# 本文:

★ ★ ★ ★ ★ ★ ★

医学における深層学習のデータセット用語の歴史的整理と提案

医学における深層学習のデータセット用語をめぐる歴史的整理と提案

医療分野と深層学習分野で用いられてきた「validation」の解釈を中心に、データセット用語の歴史的変遷と混乱の原因を検証し、両領域が共有できる解決策を示しました。

論文

Data set terminology of deep learning in medicine: a historical review and recommendation

Japanese Journal of Radiology

https://doi.org/10.1007/s11604-024-01608-1

著者談

もともとは2023年の日本医学放射線学会総会で、深層学習のデータセット用語、とりわけvalidationという言葉の使われ方が医学と工学で大きく異なることに対して多くの反響をいただきました。「なぜこんなに呼び方や意味合いがバラバラなのか」という疑問が相次ぎ、学会関係者から論文化を強く勧められ、今回の執筆に至りました。私たち自身、医療の世界とAI技術の世界を行き来する中で、同じ言葉を使っていても意図がすれ違う場面を何度も目にしてきました。本論文はそうした現場の声を受け止め、歴史や事例から整理した内容をまとめたInvited Reviewとして、日本医学放射線学会誌(Japanese Journal of Radiology)の2024年6月号に掲載されました。

論文概要

本論文では、深層学習の発祥である工学分野が蓄積してきたデータセットの扱い方と、医学分野が従来から重視してきた検証(validation)の概念を対比する形で整理しました。特に「validation」という言葉が、医学では最終的な精度の確認の場面を指す一方、深層学習の世界ではパラメータ調整のための途中段階を指すことが多い点に着目しました。そこに生じる誤解が、実際の研究報告や臨床応用の評価に影響するリスクがあると考え、歴史的経緯を踏まえながら分野横断的な用語整理を行うことにしました。

★ ★ ★ ★ ★ ★ ★

# やってみよう:
データセット用語の文章の続きを、最後の文の次から書いてください。 ここからの項目は、データセット用語の文章とは別の資料である。

[インスタンスごとの点による位置特定データ]
★ ★ ★ ★ ★ ★ ★

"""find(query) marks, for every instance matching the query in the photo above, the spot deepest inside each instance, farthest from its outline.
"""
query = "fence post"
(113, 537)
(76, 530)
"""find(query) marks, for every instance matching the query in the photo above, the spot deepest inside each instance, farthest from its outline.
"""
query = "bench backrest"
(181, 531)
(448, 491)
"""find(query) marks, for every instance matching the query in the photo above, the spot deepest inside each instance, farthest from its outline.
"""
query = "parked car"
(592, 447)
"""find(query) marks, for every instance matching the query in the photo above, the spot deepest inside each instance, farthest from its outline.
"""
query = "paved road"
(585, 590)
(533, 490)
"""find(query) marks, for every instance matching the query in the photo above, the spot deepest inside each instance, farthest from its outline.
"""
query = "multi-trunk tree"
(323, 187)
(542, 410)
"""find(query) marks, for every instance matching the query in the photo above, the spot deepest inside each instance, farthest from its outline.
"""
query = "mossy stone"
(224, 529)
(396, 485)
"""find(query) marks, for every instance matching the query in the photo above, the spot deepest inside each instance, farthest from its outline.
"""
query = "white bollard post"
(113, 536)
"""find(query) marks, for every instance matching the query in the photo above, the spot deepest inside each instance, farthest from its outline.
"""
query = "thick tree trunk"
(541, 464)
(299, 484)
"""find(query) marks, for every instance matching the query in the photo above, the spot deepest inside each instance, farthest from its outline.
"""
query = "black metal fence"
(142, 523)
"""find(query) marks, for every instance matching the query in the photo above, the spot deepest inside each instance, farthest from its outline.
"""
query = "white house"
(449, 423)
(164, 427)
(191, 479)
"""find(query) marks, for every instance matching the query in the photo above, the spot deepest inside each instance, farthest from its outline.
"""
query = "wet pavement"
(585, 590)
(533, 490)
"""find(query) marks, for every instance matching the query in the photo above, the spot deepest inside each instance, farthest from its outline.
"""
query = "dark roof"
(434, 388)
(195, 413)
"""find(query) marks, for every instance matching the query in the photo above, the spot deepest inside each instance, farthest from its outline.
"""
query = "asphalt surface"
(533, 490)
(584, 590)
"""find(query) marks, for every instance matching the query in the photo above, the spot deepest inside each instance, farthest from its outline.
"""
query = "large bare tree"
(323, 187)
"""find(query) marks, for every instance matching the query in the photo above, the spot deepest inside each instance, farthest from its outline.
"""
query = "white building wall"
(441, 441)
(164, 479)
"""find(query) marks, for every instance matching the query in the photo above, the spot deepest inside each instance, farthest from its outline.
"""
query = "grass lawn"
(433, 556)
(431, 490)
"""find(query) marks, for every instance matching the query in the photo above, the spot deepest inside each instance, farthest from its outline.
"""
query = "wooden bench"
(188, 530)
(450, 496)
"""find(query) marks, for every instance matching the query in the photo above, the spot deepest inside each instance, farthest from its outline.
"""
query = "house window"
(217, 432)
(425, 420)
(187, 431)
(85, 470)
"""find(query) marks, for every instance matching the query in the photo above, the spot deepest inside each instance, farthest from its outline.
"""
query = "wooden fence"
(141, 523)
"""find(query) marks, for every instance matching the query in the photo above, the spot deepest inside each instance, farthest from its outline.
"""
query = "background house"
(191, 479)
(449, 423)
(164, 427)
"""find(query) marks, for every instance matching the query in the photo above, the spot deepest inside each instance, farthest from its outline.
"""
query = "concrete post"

★ ★ ★ ★ ★ ★ ★

# 記述解答:
論文詳細

私たちはまず、医学論文で歴史的に使われてきた「validation」の意味を振り返り、診断精度の最終確認としての「検証」の概念が強調されてきた背景を探りました。それに対し、深層学習では「training(学習)」「validation(検証)」「test(評価)」という3区分が早くから定着しており、validationが最終評価ではなくモデルの過学習を防ぐための中間的役割として機能している実情を解説しました。さらに、最終的な評価のために用いられるtestセットの内部・外部データの使い分けや、時間的・地理的に分割された外部データセットの意義についても紹介し、どのような分割方法が妥当かを示しています。結論として、「training」「validation(あるいはtuning)」「test」という3区分を医学でも標準化し、論文中で明確に定義づけることが両領域の研究をスムーズに繋ぐ重要な方策になる、と提言しました。こうした整理によって、医療現場とAI研究者の間で意図しない誤解が減り、さらに成果の再現性やモデルの汎用性も高まると期待しています。今後も深層学習が医療分野で広く用いられるようになるにつれ、用語の標準化はますます重要になると感じており、本論文がその足がかりとなれば幸いです。